### Dataset records
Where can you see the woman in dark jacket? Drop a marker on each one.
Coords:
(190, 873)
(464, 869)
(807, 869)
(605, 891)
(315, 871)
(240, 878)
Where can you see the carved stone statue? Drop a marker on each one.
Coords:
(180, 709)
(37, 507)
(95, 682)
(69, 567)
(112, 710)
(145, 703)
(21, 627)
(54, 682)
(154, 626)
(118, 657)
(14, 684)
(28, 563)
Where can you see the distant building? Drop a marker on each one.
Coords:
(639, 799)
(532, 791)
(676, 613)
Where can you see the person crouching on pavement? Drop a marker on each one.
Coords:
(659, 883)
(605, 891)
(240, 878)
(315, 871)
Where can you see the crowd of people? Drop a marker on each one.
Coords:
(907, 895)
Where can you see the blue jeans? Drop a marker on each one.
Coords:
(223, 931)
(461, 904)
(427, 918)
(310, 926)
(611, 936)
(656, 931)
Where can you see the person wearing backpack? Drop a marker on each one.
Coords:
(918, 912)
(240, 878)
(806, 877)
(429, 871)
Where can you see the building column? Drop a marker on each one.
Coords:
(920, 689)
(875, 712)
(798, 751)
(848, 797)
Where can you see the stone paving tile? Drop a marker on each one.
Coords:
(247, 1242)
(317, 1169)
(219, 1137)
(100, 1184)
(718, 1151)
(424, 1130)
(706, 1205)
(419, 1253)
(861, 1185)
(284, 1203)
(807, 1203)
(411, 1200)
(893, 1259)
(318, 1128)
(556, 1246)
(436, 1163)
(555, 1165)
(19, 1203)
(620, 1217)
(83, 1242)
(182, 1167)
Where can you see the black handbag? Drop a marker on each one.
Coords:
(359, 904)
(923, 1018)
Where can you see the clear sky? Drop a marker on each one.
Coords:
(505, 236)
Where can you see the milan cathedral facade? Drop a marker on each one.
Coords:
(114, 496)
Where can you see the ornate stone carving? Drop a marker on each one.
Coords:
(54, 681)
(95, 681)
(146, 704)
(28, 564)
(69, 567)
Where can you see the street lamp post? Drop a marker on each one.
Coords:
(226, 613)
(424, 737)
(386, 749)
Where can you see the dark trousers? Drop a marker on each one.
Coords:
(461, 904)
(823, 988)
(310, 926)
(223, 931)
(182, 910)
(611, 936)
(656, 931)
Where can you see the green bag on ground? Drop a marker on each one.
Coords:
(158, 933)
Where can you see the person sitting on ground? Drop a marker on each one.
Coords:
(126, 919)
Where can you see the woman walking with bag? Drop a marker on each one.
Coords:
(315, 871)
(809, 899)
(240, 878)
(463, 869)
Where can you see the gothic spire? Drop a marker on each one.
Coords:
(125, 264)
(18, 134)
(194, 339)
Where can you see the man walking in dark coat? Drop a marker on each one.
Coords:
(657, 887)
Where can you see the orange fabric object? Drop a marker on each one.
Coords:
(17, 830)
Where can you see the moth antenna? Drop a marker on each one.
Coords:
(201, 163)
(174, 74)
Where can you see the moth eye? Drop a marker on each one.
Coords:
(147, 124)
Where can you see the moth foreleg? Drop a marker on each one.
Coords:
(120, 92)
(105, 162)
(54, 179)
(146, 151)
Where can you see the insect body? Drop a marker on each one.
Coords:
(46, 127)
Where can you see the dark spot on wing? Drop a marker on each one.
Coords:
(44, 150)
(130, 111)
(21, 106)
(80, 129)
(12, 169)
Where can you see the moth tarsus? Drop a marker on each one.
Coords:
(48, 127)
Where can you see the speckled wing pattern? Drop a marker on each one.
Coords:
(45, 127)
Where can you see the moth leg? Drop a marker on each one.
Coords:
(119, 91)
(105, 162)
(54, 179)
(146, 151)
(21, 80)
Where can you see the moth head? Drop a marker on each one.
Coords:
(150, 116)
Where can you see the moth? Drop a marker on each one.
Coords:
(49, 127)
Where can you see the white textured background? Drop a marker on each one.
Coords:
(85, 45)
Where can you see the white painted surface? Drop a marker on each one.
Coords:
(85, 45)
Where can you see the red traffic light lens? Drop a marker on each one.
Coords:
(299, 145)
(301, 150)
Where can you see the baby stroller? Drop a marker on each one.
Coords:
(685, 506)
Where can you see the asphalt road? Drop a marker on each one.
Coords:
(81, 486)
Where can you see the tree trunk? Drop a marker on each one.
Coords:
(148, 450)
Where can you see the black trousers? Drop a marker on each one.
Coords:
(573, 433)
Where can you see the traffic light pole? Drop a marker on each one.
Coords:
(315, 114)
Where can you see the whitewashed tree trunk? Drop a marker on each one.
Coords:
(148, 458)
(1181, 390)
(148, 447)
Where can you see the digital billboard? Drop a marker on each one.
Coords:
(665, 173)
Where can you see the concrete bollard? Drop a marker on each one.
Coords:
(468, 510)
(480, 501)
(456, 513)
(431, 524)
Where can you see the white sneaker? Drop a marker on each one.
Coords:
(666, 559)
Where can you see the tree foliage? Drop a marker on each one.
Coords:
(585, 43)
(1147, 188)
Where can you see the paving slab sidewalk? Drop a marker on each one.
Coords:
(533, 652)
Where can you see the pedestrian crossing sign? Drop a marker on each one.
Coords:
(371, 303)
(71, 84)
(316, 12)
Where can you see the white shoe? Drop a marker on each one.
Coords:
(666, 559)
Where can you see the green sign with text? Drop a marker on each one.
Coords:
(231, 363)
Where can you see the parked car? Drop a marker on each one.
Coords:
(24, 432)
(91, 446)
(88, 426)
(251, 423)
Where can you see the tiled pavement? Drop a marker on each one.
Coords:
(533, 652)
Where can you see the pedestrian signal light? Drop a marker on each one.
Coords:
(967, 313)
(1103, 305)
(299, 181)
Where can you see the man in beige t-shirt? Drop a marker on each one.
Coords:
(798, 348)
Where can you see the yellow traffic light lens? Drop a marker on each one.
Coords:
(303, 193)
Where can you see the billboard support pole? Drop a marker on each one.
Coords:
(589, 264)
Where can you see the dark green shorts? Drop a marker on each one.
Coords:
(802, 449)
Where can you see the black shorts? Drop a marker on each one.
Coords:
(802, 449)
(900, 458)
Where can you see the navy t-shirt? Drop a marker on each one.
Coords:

### Exercise instructions
Each line of the listing above that contains the word "lens" is to be copied.

### Answer area
Where can you see the red traffic light lens? Drop a marker on each one.
Where can you see the yellow traffic light lens? Drop a marker on each one.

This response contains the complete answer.